[Task objective]: Could you write out the records exactly as they are given?

Extracted data entries:
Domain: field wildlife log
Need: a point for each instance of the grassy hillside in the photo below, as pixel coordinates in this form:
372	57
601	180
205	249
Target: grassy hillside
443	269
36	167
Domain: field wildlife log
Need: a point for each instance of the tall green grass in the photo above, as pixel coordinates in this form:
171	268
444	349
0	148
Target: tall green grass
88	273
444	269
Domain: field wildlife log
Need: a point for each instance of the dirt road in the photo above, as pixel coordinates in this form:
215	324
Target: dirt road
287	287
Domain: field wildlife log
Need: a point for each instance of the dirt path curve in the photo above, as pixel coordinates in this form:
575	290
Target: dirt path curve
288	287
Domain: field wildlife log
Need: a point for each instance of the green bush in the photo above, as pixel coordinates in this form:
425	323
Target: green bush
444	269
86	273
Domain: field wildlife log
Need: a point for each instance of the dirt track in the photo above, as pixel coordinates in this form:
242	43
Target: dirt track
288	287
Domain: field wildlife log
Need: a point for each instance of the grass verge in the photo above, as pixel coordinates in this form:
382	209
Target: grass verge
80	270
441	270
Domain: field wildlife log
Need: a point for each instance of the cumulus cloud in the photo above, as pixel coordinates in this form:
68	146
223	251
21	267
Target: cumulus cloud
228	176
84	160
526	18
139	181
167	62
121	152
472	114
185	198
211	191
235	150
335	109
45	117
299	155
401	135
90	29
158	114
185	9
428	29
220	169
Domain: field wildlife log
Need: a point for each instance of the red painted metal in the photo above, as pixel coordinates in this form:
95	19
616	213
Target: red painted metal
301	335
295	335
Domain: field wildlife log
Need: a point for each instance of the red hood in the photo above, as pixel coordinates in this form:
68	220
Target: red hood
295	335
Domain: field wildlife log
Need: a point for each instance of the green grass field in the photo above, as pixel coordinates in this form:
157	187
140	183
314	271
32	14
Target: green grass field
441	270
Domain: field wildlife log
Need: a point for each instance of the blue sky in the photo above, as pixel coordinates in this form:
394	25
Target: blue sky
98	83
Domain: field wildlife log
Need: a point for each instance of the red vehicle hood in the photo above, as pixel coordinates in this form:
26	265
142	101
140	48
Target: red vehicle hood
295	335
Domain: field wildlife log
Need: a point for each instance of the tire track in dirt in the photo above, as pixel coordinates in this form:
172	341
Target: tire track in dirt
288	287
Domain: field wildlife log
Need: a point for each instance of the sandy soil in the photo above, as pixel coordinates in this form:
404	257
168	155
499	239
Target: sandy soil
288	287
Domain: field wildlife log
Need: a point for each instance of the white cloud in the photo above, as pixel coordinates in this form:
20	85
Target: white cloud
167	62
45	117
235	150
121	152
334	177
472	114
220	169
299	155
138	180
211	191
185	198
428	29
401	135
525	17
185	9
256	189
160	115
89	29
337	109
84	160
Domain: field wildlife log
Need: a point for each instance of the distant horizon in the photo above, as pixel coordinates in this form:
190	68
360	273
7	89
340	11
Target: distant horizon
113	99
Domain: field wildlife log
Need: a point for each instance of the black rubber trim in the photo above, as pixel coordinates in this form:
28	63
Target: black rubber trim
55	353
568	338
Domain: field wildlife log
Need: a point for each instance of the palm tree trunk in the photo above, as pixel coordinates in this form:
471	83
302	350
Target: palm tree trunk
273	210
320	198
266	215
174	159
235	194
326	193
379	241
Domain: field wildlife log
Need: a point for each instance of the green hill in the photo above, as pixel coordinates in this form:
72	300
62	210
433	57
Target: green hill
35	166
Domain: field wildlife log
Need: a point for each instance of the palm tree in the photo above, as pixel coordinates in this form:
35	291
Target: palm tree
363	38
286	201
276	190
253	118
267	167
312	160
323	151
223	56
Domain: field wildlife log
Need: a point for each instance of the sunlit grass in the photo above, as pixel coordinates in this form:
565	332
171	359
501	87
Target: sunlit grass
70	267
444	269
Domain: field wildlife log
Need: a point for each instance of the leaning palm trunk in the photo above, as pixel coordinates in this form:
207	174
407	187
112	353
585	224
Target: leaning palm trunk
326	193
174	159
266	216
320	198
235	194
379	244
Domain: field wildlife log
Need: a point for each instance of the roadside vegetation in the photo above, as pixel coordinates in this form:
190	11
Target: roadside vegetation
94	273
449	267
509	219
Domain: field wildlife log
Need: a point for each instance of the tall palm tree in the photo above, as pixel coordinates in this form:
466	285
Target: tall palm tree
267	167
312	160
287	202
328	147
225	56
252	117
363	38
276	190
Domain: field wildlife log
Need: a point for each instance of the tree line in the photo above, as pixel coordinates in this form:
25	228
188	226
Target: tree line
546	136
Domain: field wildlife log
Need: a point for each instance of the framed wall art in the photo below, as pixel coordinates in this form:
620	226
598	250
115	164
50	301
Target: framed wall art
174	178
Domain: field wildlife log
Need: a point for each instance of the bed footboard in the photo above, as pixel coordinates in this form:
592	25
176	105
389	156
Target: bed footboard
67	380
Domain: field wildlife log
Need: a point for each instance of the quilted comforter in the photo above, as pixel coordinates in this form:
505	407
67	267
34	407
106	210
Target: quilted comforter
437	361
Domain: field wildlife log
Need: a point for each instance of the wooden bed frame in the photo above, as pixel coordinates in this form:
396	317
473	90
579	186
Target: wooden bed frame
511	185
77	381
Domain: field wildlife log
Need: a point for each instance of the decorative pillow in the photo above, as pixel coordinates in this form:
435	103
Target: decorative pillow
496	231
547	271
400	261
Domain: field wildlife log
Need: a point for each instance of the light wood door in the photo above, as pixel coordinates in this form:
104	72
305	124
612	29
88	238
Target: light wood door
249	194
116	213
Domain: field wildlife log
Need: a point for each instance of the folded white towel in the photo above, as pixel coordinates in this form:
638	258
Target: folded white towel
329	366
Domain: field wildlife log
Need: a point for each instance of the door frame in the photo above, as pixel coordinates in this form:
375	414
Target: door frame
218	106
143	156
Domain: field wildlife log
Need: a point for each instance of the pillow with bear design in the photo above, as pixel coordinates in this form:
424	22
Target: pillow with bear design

[Response area]:
Domain: field wildlife log
Need: a point for each instance of the grassy hillside in the photo below, as pixel coordinates in this form:
372	57
601	180
205	249
Target: grassy hillside
443	269
36	167
Domain: field wildlife log
Need: a point for each instance of the tall green grass in the photo above, as pixel coordinates in this form:
171	268
444	349
0	148
Target: tall green grass
88	273
444	269
Domain: field wildlife log
Need: a point for each instance of the dirt road in the photo above, as pixel coordinates in this form:
215	324
Target: dirt road
287	287
Domain: field wildlife log
Need: a point for each instance of the dirt path curve in the photo above, as pixel coordinates in this form:
575	290
Target: dirt path curve
288	287
Domain: field wildlife log
Need: a point for each instance of the green bush in the photo above, as pixel coordinates in this form:
425	323
Target: green bush
444	269
86	273
Domain: field wildlife log
Need: a point for each instance of the dirt track in the photo above, as pixel coordinates in this form:
242	43
Target: dirt track
288	287
Domain: field wildlife log
Need: a point for each instance of the grass verge in the photo above, as pixel coordinates in this form:
382	209
Target: grass verge
80	270
441	270
Domain: field wildlife log
Need: a point for each instance of the cumulus cloud in the photo above, as pixel coordinates in this form:
68	146
223	251
21	267
Target: cumulus cloud
228	176
84	160
526	18
139	181
167	62
121	152
472	114
185	198
211	191
235	150
335	109
45	117
299	155
401	135
90	29
158	114
185	9
428	29
220	169
Domain: field wildlife log
Need: a point for each instance of the red painted metal in the photo above, as pixel coordinates in this form:
95	19
616	213
Target: red painted metal
301	335
295	335
Domain: field wildlife log
Need: a point for each instance of the red hood in the photo above, as pixel coordinates in this form:
68	220
Target: red hood
295	335
Domain: field wildlife log
Need: a point for each instance of the green grass field in the photo above, as pixel coordinates in this form:
157	187
140	183
314	271
32	14
Target: green grass field
441	270
Domain: field wildlife log
Need: a point for each instance of the blue sky in the photo above, as pixel coordinates in this form:
394	25
Target: blue sky
98	83
Domain: field wildlife log
Need: a point for each instance of the red vehicle hood in the photo above, as pixel coordinates in this form:
26	265
142	101
140	48
Target: red vehicle hood
295	335
Domain: field wildlife log
Need: a point for each instance of the tire track in dirt in the photo above, as pixel coordinates in this form:
172	341
Target: tire track in dirt
288	287
Domain: field wildlife log
Need: a point for each instance of the sandy soil in the photo above, as pixel coordinates in this form:
404	257
168	155
499	239
Target: sandy soil
288	287
Domain: field wildlife log
Need: a point for each instance of the white cloud in the photo above, as pixel coordinates in this form:
20	85
Target: white cloud
167	62
45	117
235	150
121	152
334	177
472	114
220	169
299	155
138	180
211	191
185	198
428	29
401	135
525	17
185	9
256	189
160	115
89	29
337	109
84	160
Domain: field wildlife log
Need: a point for each instance of the distant horizon in the photo above, as pixel coordinates in this form:
190	68
360	273
7	89
340	11
Target: distant horizon
113	99
Domain: field wildlife log
Need: a point for each instance of the black rubber trim in the photo above, as pixel coordinates in this form:
28	63
Target: black rubber trim
55	353
568	338
Domain: field wildlife log
Need: a point for each instance of the palm tree trunk in the photo above, as pixel coordinates in this form:
471	83
302	350
Target: palm tree trunk
273	210
320	198
266	215
174	159
235	194
326	193
379	241
Domain: field wildlife log
Need: a point for each instance of the green hill in the photo above, as pixel coordinates in this form:
72	300
62	210
433	57
Target: green hill
35	166
Domain: field wildlife log
Need: a point for each instance of the palm tree in the photo above, as pixel coordinates in this form:
35	291
Target: palm tree
363	38
286	201
276	190
253	118
267	167
312	160
323	151
223	56
Domain: field wildlife log
Need: a point for each instance of the sunlit grass in the photo above, as pixel coordinates in this form:
565	332
171	359
501	87
Target: sunlit grass
70	267
444	269
Domain: field wildlife log
Need: a point for each instance of the leaning palm trunk in the photo above, as pixel coordinates in this form:
207	174
407	187
112	353
585	224
Target: leaning palm trunk
326	193
174	159
266	216
320	198
235	194
379	244
Domain: field wildlife log
Need: a point for each instance of the roadside vegetation in the photo above, as pixel coordinates in this form:
190	11
Target: roadside vegetation
94	273
449	267
509	219
Domain: field wildlife log
Need: a point for each instance of the tall palm tree in the photo above, as pixel coordinates in this form:
466	285
Target: tall palm tree
267	167
312	160
287	202
328	147
225	56
252	117
363	38
276	190
Domain: field wildlife log
Need: a point for each instance of the tree line in the photo above, as pixel coordinates in this form:
25	228
188	226
Target: tree line
546	136
Domain: field wildlife log
Need: a point for each instance of the framed wall art in the photo below, as pixel coordinates in this form:
620	226
598	250
115	164
50	301
Target: framed wall art
174	178
Domain: field wildlife log
Need: a point for each instance of the bed footboard in the photo above, as pixel coordinates in this form:
592	25
176	105
389	156
Target: bed footboard
67	380
Domain: field wildlife log
Need: a point for each instance of the quilted comforter in the photo above, as pixel coordinates in this form:
505	407
67	267
34	407
106	210
Target: quilted comforter
437	361
Domain: field wildlife log
Need: a point for each instance of the wooden bed frame in the photo above, as pixel coordinates in this form:
396	317
473	90
579	186
Target: wooden bed frame
511	185
77	381
Domain: field wildlife log
Need: a point for each instance of the decorative pillow in the photo above, as pixel coordinates in this form:
435	103
Target: decorative pillow
496	231
547	271
400	261
Domain: field wildlife log
Need: a point for each instance of the light wood door in the photo above, as pixel coordinates in this form:
104	72
305	124
612	29
88	238
Target: light wood door
249	194
116	213
Domain: field wildlife log
Need: a point for each instance of the folded white towel in the photo above, as pixel coordinates in this form:
638	258
Target: folded white towel
329	366
Domain: field wildlife log
Need: a point for each instance of the door frame in the photo above, as pixel coordinates in this form:
375	414
Target: door frame
218	106
143	156
Domain: field wildlife log
Need: a point for each instance of the pillow with bear design in the photo above, as pixel coordinates in this form:
424	22
Target: pillow with bear design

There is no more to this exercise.